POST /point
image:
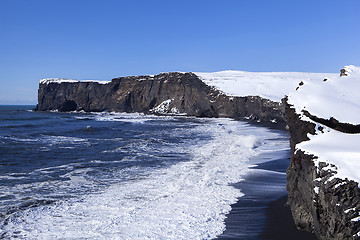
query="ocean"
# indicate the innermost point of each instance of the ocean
(134, 176)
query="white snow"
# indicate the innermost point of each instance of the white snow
(271, 85)
(336, 148)
(316, 190)
(62, 80)
(337, 97)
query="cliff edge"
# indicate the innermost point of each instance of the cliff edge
(166, 93)
(322, 179)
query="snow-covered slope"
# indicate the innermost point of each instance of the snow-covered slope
(64, 80)
(270, 85)
(339, 98)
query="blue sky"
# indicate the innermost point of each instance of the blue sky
(106, 39)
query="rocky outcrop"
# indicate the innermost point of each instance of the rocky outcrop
(166, 93)
(320, 202)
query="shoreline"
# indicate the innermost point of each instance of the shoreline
(262, 212)
(280, 224)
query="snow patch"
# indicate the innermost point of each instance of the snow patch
(270, 85)
(64, 80)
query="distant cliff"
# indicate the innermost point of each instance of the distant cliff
(166, 93)
(322, 198)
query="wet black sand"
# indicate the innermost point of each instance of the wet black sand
(262, 212)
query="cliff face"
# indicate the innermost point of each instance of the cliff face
(320, 202)
(166, 93)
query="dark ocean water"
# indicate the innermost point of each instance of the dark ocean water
(132, 176)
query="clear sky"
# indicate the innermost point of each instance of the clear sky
(85, 39)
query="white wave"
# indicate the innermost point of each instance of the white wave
(188, 200)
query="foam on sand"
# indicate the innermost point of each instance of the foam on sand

========================================

## TASK GOAL
Restate the material word for word; no picture should appear in the copy.

## RESULT
POST /point
image:
query="ocean"
# indicate the innermost point of each instance of the ocean
(134, 176)
query="white snow"
# indicate the innermost point of each instance of the white snow
(271, 85)
(336, 148)
(316, 190)
(62, 80)
(337, 97)
query="cliff edge"
# indicate the innermost point of each instance of the cliff edge
(166, 93)
(322, 179)
query="snow-covered slope"
# indicate the innermost point of each instance of the snow-covered slope
(64, 80)
(270, 85)
(339, 98)
query="blue sky"
# indicate the innermost point of each instance of the blue sky
(106, 39)
query="rocky outcrop"
# indicate the innermost point of each instance of the rocky outcrop
(166, 93)
(320, 202)
query="shoreline"
# indicate the innermost point of each instance of the shoreline
(262, 212)
(280, 224)
query="snow patch"
# indicate the innermost point of each instance of the snow patch
(270, 85)
(64, 80)
query="distant cliff"
# indicate the innermost point of each instance of the distant cliff
(166, 93)
(322, 198)
query="wet black sand"
# indicate the innermost point of each instance of the wet black sand
(262, 212)
query="cliff face"
# indicate the innermost point of each instance of the cliff face
(320, 202)
(166, 93)
query="dark ocean water"
# indicate the innermost point of each instance of the dark ocean water
(132, 176)
query="clear sky"
# indicate the innermost point of each instance of the clear sky
(85, 39)
query="white wave"
# indicate the innermost point of each instance of the white wave
(188, 200)
query="foam on sand"
# indicate the innermost point of each instance of the foam on sand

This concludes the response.